● Objective: Repeat each record below exactly, dropping the pictures.

● Supplied data:
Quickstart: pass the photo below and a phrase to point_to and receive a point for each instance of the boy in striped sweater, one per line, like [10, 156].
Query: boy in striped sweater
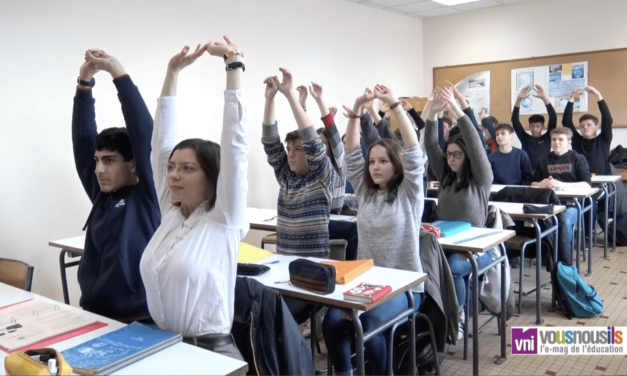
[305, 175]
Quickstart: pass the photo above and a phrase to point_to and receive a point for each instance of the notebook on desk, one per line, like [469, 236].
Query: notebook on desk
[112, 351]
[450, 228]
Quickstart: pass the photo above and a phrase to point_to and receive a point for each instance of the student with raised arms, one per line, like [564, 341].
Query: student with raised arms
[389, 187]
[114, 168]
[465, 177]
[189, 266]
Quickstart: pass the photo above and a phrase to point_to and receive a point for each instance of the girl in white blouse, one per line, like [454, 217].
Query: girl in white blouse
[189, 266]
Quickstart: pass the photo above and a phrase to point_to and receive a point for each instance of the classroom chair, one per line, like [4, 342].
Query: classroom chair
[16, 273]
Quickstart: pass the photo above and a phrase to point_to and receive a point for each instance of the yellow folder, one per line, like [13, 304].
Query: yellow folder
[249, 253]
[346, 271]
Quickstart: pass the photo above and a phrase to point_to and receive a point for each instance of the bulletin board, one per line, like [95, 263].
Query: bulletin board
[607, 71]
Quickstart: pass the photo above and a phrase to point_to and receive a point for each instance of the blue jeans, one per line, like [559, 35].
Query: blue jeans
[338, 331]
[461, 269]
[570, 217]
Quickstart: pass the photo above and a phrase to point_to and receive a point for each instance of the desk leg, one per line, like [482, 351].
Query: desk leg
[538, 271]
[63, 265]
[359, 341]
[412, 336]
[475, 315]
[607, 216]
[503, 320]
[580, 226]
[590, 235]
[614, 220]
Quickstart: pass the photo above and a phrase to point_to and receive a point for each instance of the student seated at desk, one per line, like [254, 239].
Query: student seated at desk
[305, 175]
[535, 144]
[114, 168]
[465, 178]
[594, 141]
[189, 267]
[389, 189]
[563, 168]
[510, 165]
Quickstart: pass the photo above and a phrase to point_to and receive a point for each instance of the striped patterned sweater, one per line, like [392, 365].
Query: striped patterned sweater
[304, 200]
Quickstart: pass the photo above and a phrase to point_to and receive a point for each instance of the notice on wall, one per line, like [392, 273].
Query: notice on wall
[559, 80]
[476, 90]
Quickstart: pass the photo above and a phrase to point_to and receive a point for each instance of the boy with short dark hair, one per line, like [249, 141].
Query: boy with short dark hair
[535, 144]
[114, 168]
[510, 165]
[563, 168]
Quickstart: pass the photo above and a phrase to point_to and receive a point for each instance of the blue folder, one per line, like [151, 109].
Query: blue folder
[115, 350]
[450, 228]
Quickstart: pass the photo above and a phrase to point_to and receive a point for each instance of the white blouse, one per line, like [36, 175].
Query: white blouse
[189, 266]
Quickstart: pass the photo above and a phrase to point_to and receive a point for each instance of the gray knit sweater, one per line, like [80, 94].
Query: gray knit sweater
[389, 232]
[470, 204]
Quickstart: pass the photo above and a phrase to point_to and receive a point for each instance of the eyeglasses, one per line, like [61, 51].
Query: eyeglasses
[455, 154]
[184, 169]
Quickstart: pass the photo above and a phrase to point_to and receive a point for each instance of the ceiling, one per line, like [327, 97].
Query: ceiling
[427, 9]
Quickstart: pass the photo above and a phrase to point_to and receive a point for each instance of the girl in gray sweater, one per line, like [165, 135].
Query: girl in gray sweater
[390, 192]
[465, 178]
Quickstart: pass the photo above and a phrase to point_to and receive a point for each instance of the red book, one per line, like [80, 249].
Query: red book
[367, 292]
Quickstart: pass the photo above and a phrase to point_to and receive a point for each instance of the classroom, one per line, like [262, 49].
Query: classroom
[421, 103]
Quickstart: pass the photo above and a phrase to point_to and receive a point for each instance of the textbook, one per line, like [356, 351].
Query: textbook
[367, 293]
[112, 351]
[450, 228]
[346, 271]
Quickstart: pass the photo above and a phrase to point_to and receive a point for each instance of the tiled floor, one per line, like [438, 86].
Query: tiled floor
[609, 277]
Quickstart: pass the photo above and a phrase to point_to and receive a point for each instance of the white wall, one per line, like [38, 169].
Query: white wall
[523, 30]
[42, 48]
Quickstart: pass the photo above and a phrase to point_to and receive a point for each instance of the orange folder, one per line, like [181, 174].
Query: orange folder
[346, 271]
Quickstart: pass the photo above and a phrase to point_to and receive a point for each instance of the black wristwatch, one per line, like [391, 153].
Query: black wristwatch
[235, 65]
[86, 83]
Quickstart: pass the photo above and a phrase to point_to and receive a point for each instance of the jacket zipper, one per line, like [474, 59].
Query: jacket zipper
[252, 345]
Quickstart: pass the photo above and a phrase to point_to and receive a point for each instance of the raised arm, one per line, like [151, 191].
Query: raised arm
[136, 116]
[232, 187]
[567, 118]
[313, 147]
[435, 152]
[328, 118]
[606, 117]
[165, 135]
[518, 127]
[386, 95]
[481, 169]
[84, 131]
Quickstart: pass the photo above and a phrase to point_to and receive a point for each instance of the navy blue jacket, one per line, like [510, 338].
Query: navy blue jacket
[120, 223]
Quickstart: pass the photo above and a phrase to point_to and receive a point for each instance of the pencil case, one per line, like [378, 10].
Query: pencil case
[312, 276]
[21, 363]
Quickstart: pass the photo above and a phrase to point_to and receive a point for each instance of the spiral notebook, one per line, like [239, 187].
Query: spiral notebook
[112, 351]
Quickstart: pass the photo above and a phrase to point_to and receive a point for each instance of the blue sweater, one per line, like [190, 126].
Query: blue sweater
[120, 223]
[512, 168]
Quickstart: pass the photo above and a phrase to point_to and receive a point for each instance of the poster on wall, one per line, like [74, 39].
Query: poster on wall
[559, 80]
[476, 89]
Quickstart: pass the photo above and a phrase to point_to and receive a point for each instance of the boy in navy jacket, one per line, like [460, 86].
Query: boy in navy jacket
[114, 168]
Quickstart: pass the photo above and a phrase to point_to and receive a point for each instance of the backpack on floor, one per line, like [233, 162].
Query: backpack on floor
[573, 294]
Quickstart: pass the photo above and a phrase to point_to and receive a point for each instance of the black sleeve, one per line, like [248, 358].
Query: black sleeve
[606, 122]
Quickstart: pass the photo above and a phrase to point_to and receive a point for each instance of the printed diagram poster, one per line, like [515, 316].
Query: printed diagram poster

● Task output:
Quickstart: pass the photo below and a phrase to point_to and receive a point for each instance of the boy in striped sweater, one per line, like [10, 156].
Query: boy in striped sweater
[305, 175]
Quickstart: pass the photo above and a phrase to point_to and receive a point for each instance of the notebook on desk, one per line, like [469, 236].
Query: notebook on desk
[112, 351]
[450, 228]
Quickstart: pass the photo above and a phrase to point_to and receive a point for each instance of the student with raised arms, one per line, like [564, 341].
Query: student with raised arms
[389, 187]
[114, 168]
[465, 177]
[189, 266]
Quickstart: pass the photo above and a phrase to point_to and receive a point for each instance of the girl in white blouse, one per line, like [454, 217].
Query: girl in white blouse
[189, 266]
Quickstart: pass the photo above and a phrase to point_to and receive a point for each instance of the classroom chair, one per line, like [4, 342].
Query: classroom chair
[16, 273]
Quickstart: pass the photo above and a phrase to point_to and receive a point for each instance of the yellow folder, one per line, like [13, 304].
Query: yellow folder
[249, 253]
[346, 271]
Quickstart: pass the photo above and a phrase to point_to and receive a point for each instance of the bulletin board, one per line, like [95, 263].
Query: bulletin board
[607, 71]
Quickstart: pass the photo above and a phrase to point_to and receive a point for each instance of the blue jeans, one per line, like [559, 35].
Query: blue jeans
[338, 331]
[461, 269]
[570, 217]
Quickstart: pass the photo above and a phrase to point_to and receive a point for each instance of the desk leg, one per line, like [482, 351].
Query: desk leg
[538, 271]
[63, 265]
[359, 341]
[412, 336]
[475, 315]
[607, 216]
[503, 320]
[580, 226]
[590, 235]
[614, 220]
Quickstart: pass the photo above and a phrase to point_to and receive a point for each instance of the student seated at desk, one per line, like [254, 239].
Query: student seated at desk
[305, 175]
[535, 144]
[114, 168]
[465, 178]
[594, 141]
[189, 267]
[389, 189]
[563, 168]
[510, 165]
Quickstart: pass the photo above and a phrase to point_to and receive a point for each instance of the striped patterned sweater, one per line, like [392, 365].
Query: striped patterned sweater
[304, 200]
Quickstart: pass the photo above and a phrase to point_to and receive a point for each instance of the notice on wall, one per line, like [392, 273].
Query: notice on wall
[559, 80]
[476, 90]
Quickstart: pass the photo above and a phrase to point_to and receive a point for each instance of the boy with short dark hair, one per line, like [249, 141].
Query: boy with short dark hair
[535, 144]
[114, 168]
[510, 165]
[563, 168]
Quickstart: pass the photo above and a phrase to point_to and receive a point for each instance of the blue folder, one per line, like [151, 109].
Query: blue folder
[115, 350]
[450, 228]
Quickstart: pass the photo above and a phrase to point_to and receive a point for each instance of the white blouse, one per line, like [36, 175].
Query: white blouse
[189, 266]
Quickstart: pass the photo above and a phrase to point_to and receive a point for each instance of the gray knit sweater, one per line, like [80, 94].
Query: gray knit sweater
[389, 232]
[470, 204]
Quickstart: pass the photo above and a phrase to point_to and receive a point for each instance of the eyeglasses, one per line, like [61, 51].
Query: eyeglasses
[455, 154]
[184, 169]
Quickstart: pass the photo above and a phrase to point_to and receive a point for each instance of the ceiling, one per line, like [327, 97].
Query: ceiling
[427, 9]
Quickstart: pass the photo above and a phrase to point_to and receive a point for each instance of the girl in gray sweater, one per line, like [165, 135].
Query: girl in gray sweater
[390, 192]
[465, 178]
Quickstart: pass the photo above and a phrase to point_to and receive a point for each instance of the red book, one per line, like [80, 249].
Query: red book
[367, 292]
Quickstart: pass the photo above and a phrase to point_to and receive a point for each instance of the classroom, one per line, like [262, 49].
Query: classroom
[421, 103]
Quickstart: pass the photo above and a phrase to point_to and receive a point for each instance of the textbook, one per line, like [356, 351].
Query: textbook
[367, 293]
[112, 351]
[450, 228]
[346, 271]
Quickstart: pass the photo above and a phrase to point_to and receive a point for each instance of the tiled floor, one per line, like [438, 86].
Query: tiled floor
[609, 277]
Quickstart: pass the photo above and a phrase to point_to and receive a point for each instance of the white wall, one per line, like [38, 169].
Query: white wall
[523, 30]
[42, 48]
Quickstart: pass the photo above and a phrase to point_to and receive a point for each instance of the orange folder, one per line, like [181, 174].
Query: orange folder
[346, 271]
Quickstart: pass the photo above and a phrase to point_to and receive a point for each instance of the black wristwatch, one per line, like [391, 153].
Query: black wristwatch
[235, 65]
[86, 83]
Quickstart: pass the photo above and a phrase to point_to and receive a point for each instance of the jacket zipper, one per line, like [474, 59].
Query: jacket zipper
[252, 345]
Quickstart: pass the photo above and a phrase to point_to and receive a point for each instance of the raised arm, one per line, like [151, 191].
Query: raised arm
[136, 116]
[232, 187]
[567, 118]
[313, 147]
[435, 152]
[328, 118]
[606, 117]
[165, 135]
[518, 127]
[386, 95]
[481, 169]
[84, 131]
Quickstart: pass the photo above and a phrase to point_to and receive a point for each instance of the navy blue jacket, one per line, like [510, 338].
Query: navy blue jacket
[120, 223]
Quickstart: pass the photo above and a phrase to point_to and receive a point for each instance of the pencil case, one per line, like [378, 10].
Query: pencil case
[312, 276]
[21, 363]
Quickstart: pass the photo above and a phrase to point_to and receive a point for each instance of the spiral notebook, one per line, like [239, 187].
Query: spiral notebook
[112, 351]
Quickstart: pass the photo above and a phrase to point_to and receive a point for each instance of the blue sweater, one per line, like [190, 126].
Query: blue sweater
[120, 223]
[512, 168]
Quickstart: pass the photo above and a phrase to point_to and receive a point for each instance of the poster on wall, one per line, like [74, 39].
Query: poster on wall
[559, 80]
[476, 89]
Quickstart: pass the photo above and a phrase to point_to and receive a point for each instance of the boy in navy jacket, one per line, like [460, 86].
Query: boy in navy jacket
[114, 168]
Quickstart: pass the photo above and a phrase to point_to and receive a point for each instance of the backpack on floor, one per line, like [233, 162].
Query: backpack on floor
[573, 294]
Quickstart: pass the photo above and a phrase to point_to and receive a point for each instance of the black sleeve, one per line, like [248, 358].
Query: black sleeve
[606, 122]
Quickstart: pass the photo above and a phrase to point_to and receive a point for each instance of the printed diagram poster, one per line, like [515, 316].
Query: printed diagram poster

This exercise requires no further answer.